[Natural-language object grounding data]
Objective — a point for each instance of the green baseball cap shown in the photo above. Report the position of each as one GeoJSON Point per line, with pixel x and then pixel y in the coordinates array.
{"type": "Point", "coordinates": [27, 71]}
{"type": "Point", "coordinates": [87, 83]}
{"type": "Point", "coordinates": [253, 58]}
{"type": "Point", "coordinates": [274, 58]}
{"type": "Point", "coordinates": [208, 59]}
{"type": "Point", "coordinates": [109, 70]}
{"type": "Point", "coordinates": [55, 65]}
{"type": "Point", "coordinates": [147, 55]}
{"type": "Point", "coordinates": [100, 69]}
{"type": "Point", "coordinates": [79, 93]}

WORK ITEM
A complete, exact copy of the entries is required.

REPLY TO THE TASK
Objective — a point for each instance of the green baseball cap shown in the photo above. Report the position of each as one GeoJSON Point per line, with pixel x and then pixel y in the coordinates array.
{"type": "Point", "coordinates": [27, 71]}
{"type": "Point", "coordinates": [87, 83]}
{"type": "Point", "coordinates": [253, 58]}
{"type": "Point", "coordinates": [274, 58]}
{"type": "Point", "coordinates": [208, 59]}
{"type": "Point", "coordinates": [109, 70]}
{"type": "Point", "coordinates": [55, 65]}
{"type": "Point", "coordinates": [147, 55]}
{"type": "Point", "coordinates": [100, 69]}
{"type": "Point", "coordinates": [79, 93]}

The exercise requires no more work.